Problem statement: Render every line of the listing below as a numbered list, skipping blank lines and leaving out the picture.

Material for this exercise:
:::::

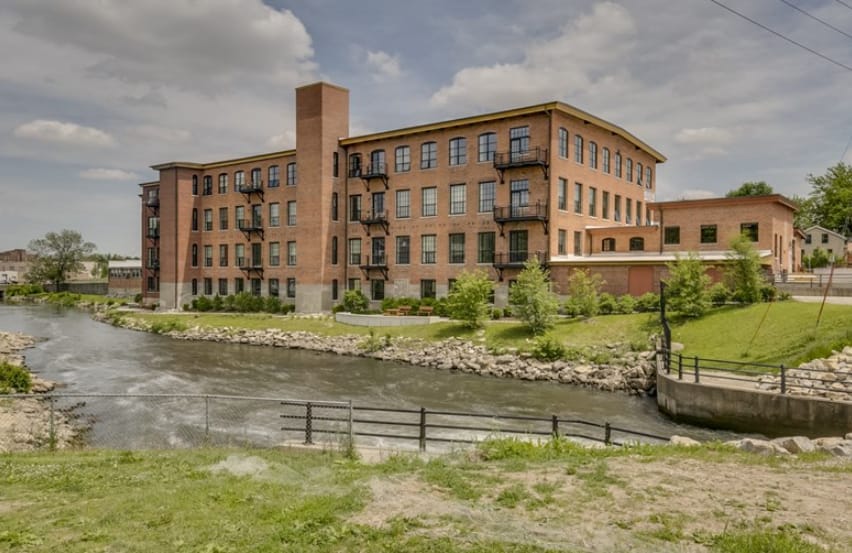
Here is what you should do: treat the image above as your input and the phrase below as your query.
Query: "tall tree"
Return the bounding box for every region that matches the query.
[27,229,95,290]
[725,181,775,198]
[808,161,852,236]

:::::

Solution:
1. Here is what you should do: treat the image above as your input and the phrase below as your query.
2. Query: "tall tree"
3. Return the bounding box for every region that matches the query.
4. [27,229,95,290]
5. [725,181,775,198]
6. [808,161,852,236]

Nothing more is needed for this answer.